Set down exactly the lines from the one containing "[point] at the truck wheel" through the end of the records below, both included, and nothing else.

Records for processing —
☆ ☆ ☆ ☆

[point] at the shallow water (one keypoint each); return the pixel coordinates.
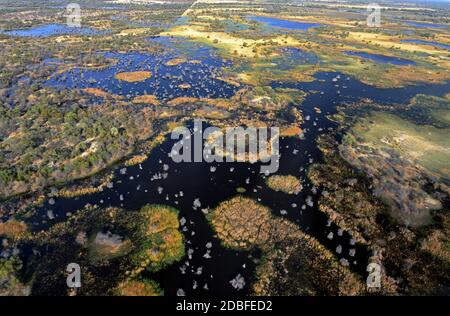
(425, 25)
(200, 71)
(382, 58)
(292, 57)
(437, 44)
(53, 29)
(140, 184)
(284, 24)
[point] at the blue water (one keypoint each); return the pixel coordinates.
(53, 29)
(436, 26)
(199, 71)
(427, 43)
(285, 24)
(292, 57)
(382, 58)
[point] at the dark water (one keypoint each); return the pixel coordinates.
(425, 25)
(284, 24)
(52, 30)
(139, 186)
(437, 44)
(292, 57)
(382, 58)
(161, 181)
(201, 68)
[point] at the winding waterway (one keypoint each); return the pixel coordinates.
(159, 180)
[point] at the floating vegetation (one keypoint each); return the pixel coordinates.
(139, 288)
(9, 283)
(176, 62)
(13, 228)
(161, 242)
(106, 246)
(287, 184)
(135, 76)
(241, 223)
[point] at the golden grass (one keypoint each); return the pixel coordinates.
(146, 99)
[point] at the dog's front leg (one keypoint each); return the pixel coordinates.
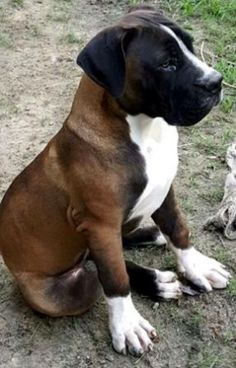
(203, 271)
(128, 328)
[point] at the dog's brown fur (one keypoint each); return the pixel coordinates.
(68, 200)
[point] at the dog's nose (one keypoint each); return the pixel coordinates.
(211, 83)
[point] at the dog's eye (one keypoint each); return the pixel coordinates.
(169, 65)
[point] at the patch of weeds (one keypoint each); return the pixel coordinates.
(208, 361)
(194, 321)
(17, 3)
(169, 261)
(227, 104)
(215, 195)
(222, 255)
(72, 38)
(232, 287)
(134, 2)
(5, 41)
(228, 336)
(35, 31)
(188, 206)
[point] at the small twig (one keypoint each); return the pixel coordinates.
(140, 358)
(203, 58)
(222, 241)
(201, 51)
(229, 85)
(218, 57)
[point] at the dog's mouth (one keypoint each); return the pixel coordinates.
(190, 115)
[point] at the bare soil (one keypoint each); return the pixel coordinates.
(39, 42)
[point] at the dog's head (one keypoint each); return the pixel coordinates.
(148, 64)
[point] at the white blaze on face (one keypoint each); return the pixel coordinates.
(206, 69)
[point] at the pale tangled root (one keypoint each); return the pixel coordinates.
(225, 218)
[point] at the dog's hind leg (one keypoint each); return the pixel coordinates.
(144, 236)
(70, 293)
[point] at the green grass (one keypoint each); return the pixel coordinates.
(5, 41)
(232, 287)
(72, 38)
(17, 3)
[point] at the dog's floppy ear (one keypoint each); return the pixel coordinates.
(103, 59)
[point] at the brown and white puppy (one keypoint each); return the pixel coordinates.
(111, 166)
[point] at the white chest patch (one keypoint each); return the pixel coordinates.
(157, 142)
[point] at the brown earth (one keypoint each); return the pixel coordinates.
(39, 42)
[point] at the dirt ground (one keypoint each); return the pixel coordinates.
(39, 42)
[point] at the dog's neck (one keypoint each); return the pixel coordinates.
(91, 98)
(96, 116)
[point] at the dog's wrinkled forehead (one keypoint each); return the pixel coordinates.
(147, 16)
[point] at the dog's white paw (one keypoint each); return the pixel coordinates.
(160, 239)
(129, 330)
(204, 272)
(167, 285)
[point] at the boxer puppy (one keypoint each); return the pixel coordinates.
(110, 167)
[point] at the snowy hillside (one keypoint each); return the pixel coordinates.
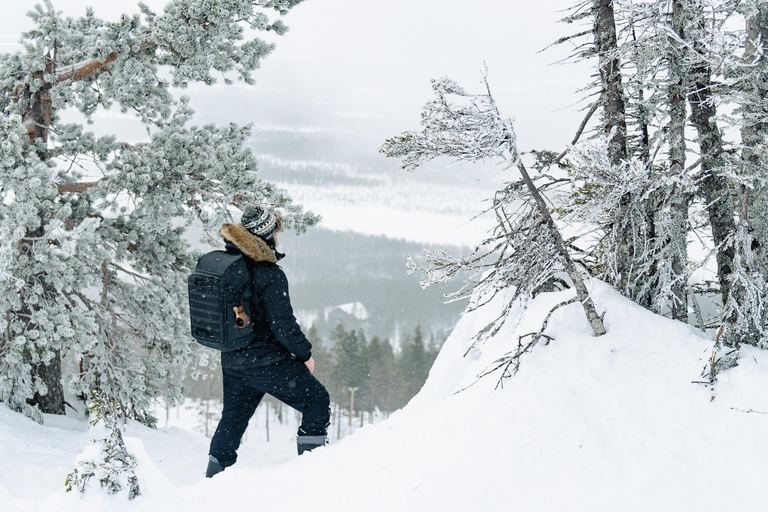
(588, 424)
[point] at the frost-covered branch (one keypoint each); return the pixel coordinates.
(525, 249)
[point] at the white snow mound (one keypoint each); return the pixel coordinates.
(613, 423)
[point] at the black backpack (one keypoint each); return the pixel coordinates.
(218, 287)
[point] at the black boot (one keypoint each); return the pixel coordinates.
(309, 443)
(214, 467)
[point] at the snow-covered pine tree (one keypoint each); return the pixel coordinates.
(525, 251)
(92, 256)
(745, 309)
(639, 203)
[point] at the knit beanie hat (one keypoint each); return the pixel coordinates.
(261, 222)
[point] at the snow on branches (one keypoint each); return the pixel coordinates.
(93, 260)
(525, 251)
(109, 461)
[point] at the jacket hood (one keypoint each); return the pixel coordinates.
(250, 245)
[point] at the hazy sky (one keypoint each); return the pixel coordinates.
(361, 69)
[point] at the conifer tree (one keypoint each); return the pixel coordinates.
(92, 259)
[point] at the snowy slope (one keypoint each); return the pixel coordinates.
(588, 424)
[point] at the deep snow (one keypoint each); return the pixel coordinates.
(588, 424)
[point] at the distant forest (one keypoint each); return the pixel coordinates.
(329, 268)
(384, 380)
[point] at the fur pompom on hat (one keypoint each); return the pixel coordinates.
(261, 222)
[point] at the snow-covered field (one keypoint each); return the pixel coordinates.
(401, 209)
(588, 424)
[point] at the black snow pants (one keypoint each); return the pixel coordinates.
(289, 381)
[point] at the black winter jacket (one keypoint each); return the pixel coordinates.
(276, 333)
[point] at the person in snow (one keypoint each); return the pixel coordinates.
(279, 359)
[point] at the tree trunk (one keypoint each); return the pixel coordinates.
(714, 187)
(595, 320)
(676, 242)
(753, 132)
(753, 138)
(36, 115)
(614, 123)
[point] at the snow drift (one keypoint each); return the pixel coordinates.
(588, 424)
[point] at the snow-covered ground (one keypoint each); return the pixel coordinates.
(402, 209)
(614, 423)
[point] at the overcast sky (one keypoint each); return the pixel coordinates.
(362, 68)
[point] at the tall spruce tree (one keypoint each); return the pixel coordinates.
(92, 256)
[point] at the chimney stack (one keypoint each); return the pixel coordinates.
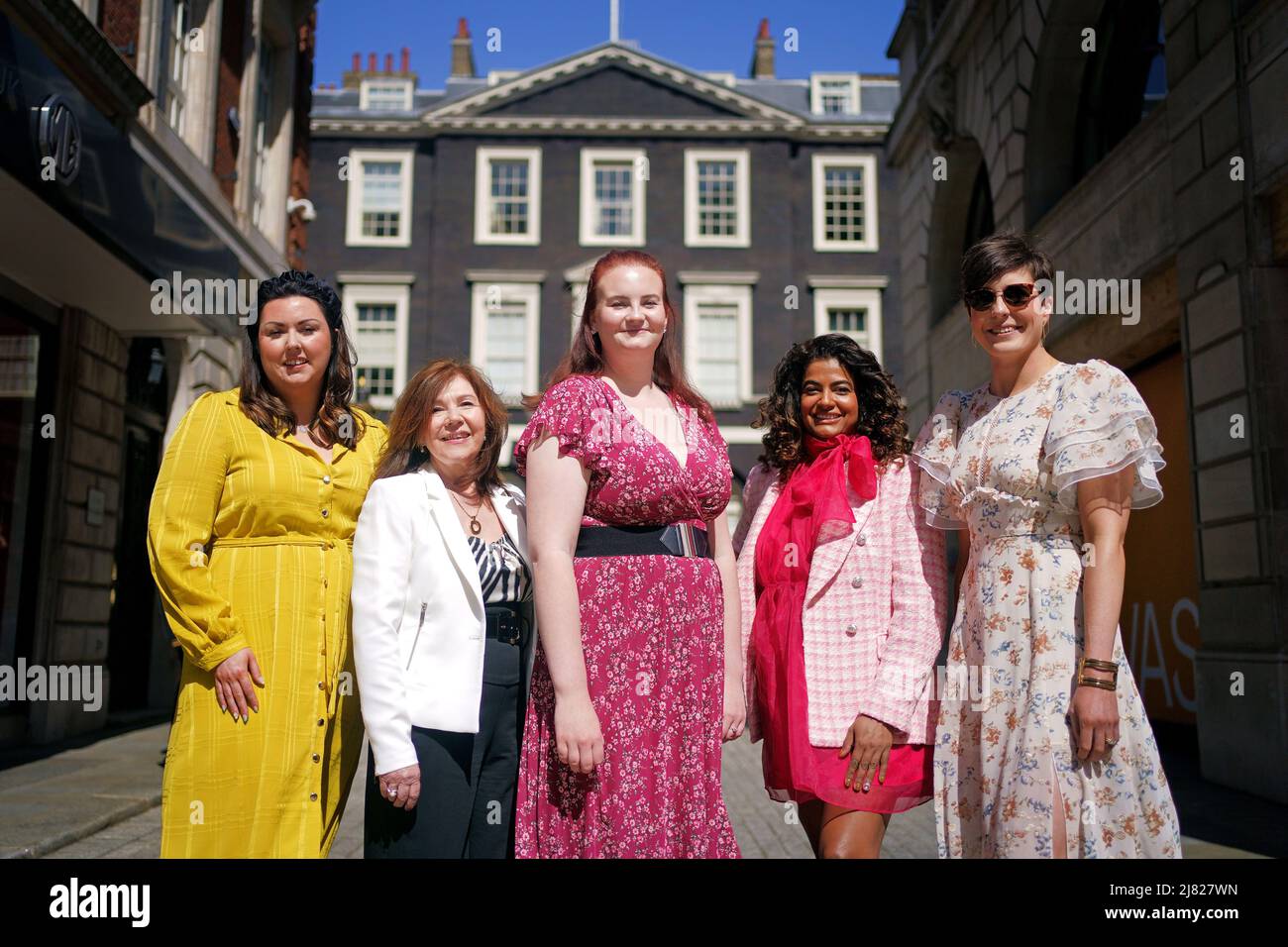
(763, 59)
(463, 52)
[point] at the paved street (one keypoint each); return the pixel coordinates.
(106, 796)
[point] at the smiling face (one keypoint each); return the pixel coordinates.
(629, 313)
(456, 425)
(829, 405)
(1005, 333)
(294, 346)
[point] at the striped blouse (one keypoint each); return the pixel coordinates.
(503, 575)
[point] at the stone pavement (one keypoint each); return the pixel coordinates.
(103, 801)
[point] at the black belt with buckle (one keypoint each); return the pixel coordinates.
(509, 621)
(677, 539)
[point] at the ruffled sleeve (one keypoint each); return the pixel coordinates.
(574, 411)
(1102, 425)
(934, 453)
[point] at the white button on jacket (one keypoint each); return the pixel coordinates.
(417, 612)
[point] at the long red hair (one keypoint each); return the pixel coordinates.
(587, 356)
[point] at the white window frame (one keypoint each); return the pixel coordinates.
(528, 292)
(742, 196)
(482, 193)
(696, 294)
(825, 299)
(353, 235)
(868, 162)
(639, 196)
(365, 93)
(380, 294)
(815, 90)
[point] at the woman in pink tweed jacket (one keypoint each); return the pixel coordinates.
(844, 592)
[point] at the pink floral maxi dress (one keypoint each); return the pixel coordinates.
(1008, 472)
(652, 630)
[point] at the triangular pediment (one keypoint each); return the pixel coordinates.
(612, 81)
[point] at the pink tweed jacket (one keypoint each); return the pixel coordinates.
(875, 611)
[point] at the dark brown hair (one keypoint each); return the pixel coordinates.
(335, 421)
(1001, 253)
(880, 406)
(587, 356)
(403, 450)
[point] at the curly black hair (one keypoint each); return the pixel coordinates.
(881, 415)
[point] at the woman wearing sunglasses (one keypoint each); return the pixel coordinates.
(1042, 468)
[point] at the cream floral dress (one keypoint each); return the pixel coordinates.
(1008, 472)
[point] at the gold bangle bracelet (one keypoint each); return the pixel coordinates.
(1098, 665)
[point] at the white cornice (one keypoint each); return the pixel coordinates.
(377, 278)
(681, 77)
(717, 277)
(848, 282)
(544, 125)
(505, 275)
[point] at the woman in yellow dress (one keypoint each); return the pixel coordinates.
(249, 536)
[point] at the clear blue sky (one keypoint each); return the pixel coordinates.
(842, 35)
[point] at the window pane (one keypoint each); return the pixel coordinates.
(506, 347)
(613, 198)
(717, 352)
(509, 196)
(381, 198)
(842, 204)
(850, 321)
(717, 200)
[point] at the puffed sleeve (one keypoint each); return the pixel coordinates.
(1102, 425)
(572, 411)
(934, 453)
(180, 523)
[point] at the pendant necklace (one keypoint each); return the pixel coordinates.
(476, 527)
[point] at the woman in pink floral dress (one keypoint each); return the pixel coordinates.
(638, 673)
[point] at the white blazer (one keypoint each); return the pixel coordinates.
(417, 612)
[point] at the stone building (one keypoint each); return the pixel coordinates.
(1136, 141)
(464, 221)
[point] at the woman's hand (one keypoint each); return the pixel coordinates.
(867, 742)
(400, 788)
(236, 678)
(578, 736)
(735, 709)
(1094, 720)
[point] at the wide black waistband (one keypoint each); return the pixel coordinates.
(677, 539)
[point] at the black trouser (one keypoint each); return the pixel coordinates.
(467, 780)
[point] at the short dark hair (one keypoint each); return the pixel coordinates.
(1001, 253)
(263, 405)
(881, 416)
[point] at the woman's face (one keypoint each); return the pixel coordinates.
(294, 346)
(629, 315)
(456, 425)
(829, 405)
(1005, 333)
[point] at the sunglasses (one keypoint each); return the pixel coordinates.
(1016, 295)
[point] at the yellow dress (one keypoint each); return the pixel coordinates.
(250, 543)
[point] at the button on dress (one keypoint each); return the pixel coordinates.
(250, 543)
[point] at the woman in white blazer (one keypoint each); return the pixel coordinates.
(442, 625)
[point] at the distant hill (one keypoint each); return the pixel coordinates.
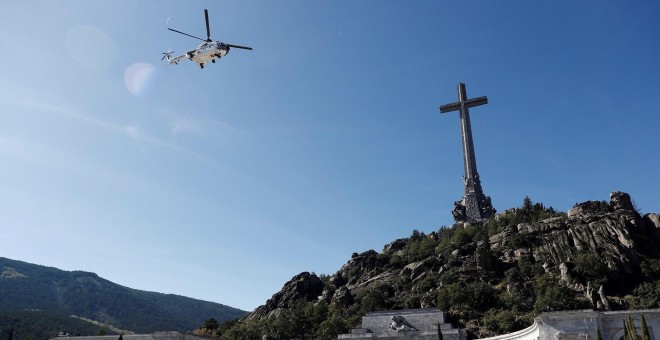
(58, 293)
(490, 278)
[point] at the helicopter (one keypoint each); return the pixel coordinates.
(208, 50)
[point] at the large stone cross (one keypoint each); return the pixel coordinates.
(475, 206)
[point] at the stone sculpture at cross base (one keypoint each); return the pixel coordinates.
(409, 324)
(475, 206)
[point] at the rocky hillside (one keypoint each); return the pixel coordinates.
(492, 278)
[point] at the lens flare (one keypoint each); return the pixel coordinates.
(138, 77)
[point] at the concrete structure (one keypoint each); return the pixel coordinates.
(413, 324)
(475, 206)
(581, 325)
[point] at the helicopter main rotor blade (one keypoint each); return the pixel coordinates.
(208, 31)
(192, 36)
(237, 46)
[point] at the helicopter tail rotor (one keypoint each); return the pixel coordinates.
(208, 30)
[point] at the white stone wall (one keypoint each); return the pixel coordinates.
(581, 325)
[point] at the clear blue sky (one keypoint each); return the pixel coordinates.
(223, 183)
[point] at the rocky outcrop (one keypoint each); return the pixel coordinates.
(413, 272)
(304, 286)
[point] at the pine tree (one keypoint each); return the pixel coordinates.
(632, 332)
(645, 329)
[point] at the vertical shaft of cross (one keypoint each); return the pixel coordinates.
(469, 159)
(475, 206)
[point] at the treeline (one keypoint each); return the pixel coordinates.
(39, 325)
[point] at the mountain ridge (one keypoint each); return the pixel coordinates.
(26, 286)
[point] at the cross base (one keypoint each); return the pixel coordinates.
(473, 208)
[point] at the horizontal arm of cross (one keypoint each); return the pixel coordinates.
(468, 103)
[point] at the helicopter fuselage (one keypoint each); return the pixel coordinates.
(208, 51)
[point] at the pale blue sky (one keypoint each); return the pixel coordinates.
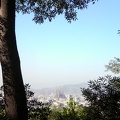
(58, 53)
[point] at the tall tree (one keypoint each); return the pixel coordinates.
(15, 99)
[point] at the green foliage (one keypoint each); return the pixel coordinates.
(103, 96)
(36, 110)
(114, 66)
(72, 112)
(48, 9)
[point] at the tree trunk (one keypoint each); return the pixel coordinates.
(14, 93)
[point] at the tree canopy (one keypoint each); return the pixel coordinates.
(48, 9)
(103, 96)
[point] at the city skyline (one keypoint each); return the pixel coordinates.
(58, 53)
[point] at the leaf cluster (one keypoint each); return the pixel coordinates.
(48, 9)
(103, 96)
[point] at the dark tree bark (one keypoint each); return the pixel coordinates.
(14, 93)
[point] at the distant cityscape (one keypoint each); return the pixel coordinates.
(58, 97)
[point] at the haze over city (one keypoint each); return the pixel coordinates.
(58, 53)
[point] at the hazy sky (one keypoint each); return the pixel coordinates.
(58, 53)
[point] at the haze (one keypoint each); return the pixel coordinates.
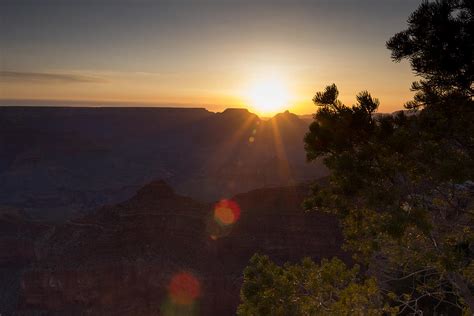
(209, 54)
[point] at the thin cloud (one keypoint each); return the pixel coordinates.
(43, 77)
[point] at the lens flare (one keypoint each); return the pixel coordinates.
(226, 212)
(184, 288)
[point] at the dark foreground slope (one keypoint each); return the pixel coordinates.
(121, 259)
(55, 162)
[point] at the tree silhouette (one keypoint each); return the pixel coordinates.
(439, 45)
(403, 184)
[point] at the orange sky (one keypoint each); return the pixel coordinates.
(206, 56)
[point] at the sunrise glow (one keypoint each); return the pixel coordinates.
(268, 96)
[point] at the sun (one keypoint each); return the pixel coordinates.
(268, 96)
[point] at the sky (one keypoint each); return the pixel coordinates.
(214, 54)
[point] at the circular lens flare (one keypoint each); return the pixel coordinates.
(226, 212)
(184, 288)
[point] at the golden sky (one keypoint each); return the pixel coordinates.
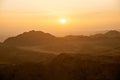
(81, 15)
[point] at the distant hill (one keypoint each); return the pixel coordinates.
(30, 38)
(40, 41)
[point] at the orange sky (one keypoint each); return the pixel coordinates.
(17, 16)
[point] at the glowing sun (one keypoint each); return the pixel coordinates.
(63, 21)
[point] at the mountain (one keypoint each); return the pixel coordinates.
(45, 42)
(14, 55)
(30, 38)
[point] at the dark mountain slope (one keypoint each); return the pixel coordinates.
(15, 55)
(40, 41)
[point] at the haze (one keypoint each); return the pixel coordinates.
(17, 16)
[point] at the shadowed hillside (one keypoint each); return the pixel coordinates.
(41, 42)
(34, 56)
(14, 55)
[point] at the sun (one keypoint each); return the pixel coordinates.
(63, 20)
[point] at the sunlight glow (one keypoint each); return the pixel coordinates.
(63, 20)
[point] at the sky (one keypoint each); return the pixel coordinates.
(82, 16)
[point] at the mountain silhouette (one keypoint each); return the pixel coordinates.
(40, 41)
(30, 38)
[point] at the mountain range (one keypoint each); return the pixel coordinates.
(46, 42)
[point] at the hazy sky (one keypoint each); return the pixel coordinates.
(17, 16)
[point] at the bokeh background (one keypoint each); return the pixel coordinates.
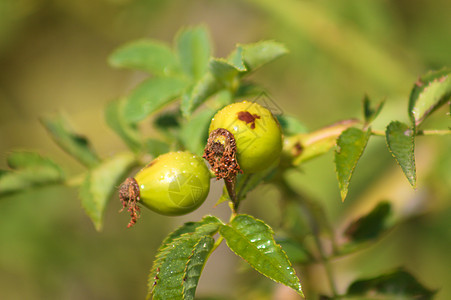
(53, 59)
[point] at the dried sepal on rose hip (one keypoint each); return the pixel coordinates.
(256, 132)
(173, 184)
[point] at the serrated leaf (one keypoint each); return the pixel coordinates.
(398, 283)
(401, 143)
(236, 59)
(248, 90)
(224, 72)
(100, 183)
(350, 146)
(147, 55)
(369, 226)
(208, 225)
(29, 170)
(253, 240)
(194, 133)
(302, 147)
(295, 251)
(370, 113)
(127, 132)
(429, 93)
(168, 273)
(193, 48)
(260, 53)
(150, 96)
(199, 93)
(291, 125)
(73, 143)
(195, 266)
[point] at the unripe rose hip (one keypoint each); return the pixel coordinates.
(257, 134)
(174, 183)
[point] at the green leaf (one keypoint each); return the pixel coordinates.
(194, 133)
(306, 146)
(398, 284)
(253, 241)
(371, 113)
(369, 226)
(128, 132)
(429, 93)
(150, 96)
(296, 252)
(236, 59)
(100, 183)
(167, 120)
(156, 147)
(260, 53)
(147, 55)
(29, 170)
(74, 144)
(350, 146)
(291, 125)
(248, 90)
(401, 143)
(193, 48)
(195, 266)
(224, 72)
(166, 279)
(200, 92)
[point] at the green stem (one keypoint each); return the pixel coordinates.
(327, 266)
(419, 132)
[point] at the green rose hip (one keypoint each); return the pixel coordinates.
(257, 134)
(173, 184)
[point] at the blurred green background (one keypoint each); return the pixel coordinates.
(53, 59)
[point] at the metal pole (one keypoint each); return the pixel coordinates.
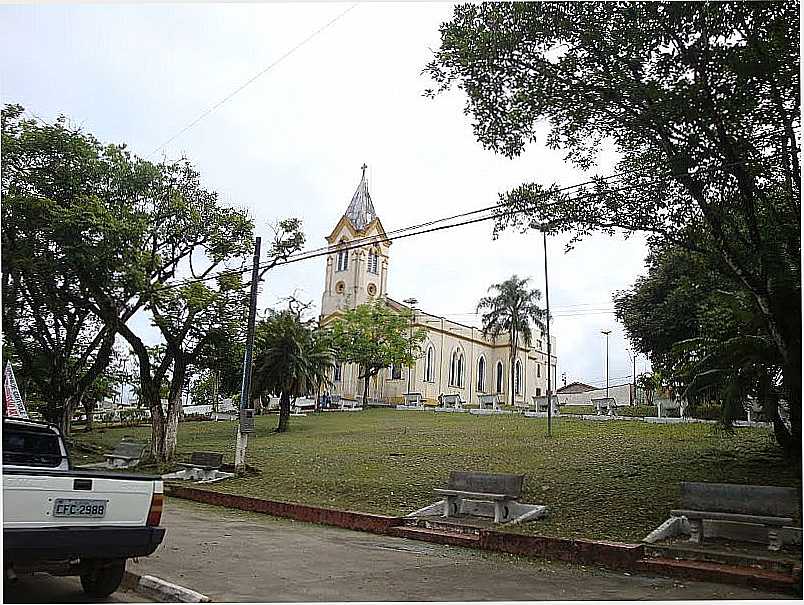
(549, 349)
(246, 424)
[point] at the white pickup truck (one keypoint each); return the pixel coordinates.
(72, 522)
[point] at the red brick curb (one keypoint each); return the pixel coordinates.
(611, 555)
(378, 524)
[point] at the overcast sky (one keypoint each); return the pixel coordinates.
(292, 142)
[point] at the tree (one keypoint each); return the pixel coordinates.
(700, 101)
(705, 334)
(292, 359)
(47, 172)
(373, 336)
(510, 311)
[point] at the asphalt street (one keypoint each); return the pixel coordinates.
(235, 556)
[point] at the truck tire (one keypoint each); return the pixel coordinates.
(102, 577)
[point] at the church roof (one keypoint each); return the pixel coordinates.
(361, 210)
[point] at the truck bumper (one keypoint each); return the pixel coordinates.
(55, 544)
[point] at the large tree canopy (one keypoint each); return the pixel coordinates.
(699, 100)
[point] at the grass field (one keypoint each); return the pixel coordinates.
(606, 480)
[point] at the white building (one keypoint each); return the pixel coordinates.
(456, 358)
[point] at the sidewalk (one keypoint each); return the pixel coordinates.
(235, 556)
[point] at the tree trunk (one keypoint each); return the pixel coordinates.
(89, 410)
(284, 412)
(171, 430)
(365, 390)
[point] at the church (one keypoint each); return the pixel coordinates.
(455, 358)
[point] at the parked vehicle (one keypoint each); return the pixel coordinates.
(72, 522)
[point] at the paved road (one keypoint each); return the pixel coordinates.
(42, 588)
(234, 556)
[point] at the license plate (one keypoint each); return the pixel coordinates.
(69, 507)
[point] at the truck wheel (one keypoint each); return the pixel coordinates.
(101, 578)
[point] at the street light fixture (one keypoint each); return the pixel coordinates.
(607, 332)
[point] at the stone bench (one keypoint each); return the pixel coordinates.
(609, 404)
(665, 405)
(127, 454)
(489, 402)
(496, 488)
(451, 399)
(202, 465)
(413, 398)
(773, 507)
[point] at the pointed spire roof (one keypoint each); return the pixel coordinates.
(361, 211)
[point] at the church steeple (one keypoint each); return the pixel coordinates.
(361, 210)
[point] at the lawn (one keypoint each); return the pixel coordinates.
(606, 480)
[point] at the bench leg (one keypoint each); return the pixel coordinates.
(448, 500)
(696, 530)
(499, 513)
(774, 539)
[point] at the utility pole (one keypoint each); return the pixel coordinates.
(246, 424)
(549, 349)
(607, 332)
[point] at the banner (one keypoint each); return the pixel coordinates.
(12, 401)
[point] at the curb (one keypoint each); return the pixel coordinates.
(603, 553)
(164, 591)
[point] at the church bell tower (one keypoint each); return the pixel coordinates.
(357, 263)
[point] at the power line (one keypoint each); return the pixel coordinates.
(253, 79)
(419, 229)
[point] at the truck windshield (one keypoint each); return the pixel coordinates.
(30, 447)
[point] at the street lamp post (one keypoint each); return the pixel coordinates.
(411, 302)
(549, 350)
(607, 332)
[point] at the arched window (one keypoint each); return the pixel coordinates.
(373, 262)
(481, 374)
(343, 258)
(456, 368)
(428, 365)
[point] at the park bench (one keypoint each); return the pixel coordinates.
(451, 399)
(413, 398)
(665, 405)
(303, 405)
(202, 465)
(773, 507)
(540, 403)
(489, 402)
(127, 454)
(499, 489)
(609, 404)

☆ ☆ ☆ ☆

Finished answer —
[point] at the truck wheel (one keypoint each); return the pixel coordinates.
(101, 578)
[point] at the street light fixture (one keypoint each); return the pixel coordinates.
(607, 332)
[point] at the stone bench (one keypoint each); return the pixel coordinates.
(609, 404)
(665, 405)
(127, 454)
(489, 402)
(496, 488)
(451, 399)
(202, 465)
(413, 398)
(773, 507)
[point] at the pointed spire roof (one keypoint each); return the pixel coordinates.
(361, 211)
[point] at the church steeple (one keypoint each); return the pixel coordinates.
(361, 210)
[point] at the lawn (one keypoint each); return the pixel coordinates.
(606, 480)
[point] at the bench leg (one keypoint each); return the pixel coordinates.
(448, 500)
(696, 530)
(499, 513)
(774, 539)
[point] at the utility pole (one keypoint each); return the pixel coordinates.
(246, 424)
(549, 349)
(607, 332)
[point] at the banner (one keypoint each); return the pixel coordinates.
(12, 401)
[point] at the curb (one keypoint each); return the pixel coordinates.
(603, 553)
(164, 591)
[point] at the church bell tower (one keypoint each); return the pixel coordinates.
(357, 263)
[point] at the power line (one keypoint each); return the pixel coordinates.
(253, 79)
(419, 229)
[point] at the truck windshield (one keypoint each); return the pixel coordinates.
(30, 447)
[point] at the street lamp post (one keypoint each); return the pixel coordinates.
(411, 302)
(549, 350)
(607, 332)
[point] at the arched window (one keypoint each); return the pixel coordinates.
(373, 262)
(481, 374)
(343, 258)
(456, 368)
(428, 365)
[point] at the park bench (one keypoint each); return the pixel coordinates.
(451, 399)
(413, 398)
(665, 405)
(303, 405)
(202, 465)
(773, 507)
(540, 403)
(489, 402)
(127, 454)
(499, 489)
(609, 404)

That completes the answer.